**INSTRUCTIONS FOR THE TASK**
In the long-reads list below, where was Emmanuel Vachon found dead?

**PROVIDED PASSAGE**
________________
Have time? Here are some fireside long-reads from the North
Grab a hot chocolate and your reading glasses — here are some best North long-reads in the past year
Do you have some time on your hands this holiday season?
Well then, grab a hot chocolate and your reading glasses — here are 10 North long-reads from the past year that you don't want to miss.
(Don't forget to bookmark this page for your next slow morning or evening!)
1. The rat-infested ship mystery
It doesn't matter if you're into boats, ships, sailing or not — this strange tale about a cruise ship named after a Soviet movie star will keep you hooked.
CBC North reporter Randi Beers once worked on the MV Lyubov Orlova — and she dug into how it met its end as a "cannibal rat-infested ghost ship" in the Atlantic.
2. The man who died out in the cold
A man named Emmanuel Vachon was found dead in his tent on the morning of Nov. 7, 2018, on the outskirts of Fort Providence, N.W.T.
He had lived there for months — even though police, social workers and others knew he was there and had nowhere else to go.
________________
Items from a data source
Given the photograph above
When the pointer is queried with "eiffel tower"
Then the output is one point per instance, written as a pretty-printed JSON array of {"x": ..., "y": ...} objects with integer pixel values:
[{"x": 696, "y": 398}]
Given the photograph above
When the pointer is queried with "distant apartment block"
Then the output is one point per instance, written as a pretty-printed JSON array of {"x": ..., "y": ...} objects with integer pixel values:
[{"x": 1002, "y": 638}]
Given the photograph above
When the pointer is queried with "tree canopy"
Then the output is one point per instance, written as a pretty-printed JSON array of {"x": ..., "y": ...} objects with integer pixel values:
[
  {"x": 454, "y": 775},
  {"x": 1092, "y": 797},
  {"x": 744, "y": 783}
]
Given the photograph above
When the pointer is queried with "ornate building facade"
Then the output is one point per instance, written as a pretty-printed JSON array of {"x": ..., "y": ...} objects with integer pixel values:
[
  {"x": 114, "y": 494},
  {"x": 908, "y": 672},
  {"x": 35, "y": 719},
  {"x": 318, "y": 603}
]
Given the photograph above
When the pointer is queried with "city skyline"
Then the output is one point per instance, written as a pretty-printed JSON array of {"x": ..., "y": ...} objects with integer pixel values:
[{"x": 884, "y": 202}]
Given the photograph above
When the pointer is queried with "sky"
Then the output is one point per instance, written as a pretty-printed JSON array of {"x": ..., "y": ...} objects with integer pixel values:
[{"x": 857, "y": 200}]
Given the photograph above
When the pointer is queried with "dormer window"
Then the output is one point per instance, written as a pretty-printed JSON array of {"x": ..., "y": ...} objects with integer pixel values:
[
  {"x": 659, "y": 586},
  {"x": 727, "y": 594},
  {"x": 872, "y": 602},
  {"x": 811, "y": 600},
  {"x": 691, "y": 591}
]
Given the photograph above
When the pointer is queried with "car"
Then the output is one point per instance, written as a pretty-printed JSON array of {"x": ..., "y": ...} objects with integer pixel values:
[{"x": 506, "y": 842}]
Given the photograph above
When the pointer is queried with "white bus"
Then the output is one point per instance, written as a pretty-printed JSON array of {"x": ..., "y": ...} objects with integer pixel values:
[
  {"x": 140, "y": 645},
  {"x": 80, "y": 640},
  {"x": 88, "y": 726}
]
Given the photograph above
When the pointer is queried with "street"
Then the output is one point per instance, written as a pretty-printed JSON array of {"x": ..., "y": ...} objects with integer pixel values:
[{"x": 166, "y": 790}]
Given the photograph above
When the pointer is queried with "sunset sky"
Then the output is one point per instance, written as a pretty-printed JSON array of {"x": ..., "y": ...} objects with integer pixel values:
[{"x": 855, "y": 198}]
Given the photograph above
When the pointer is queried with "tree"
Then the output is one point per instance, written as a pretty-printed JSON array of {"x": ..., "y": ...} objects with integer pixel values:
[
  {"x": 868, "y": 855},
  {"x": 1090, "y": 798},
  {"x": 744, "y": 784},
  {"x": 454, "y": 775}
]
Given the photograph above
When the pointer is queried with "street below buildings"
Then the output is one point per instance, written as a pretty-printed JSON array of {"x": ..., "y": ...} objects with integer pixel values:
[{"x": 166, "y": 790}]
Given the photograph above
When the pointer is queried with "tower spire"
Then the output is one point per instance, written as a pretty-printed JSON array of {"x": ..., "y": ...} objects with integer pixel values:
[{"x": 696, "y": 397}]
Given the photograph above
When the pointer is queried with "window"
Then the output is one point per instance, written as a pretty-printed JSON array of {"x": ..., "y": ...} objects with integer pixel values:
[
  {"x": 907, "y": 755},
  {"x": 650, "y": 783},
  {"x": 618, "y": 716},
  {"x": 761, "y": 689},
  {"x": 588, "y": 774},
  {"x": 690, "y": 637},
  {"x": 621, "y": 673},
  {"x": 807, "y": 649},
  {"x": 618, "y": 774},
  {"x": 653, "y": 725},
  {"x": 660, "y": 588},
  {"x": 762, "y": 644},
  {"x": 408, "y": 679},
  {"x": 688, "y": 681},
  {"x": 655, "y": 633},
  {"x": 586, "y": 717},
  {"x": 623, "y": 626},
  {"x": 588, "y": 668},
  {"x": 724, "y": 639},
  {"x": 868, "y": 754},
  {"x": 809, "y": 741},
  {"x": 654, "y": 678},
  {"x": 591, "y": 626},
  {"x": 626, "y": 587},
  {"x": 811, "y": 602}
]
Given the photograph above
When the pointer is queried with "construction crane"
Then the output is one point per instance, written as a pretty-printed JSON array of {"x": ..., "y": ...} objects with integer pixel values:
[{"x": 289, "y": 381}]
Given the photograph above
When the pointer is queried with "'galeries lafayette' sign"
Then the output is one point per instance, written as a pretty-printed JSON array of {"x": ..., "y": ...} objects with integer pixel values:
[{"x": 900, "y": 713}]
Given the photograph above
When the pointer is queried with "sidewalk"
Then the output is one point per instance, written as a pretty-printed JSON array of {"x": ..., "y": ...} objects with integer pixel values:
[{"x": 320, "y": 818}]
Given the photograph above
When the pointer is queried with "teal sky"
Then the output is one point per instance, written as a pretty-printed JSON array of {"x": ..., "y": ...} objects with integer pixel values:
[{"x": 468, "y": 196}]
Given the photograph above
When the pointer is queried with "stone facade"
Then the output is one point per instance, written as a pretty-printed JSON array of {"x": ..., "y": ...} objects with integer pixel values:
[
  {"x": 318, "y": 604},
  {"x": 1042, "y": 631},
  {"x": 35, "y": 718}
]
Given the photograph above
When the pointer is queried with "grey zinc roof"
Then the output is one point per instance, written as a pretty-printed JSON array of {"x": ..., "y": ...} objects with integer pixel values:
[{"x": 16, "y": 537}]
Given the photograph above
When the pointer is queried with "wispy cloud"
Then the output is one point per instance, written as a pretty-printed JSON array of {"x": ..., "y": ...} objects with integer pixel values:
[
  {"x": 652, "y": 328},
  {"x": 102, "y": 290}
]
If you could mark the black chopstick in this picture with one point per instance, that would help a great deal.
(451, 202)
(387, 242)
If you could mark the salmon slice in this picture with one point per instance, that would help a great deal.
________________
**WRITTEN REPLY**
In his tent on the outskirts of Fort Providence, N.W.T.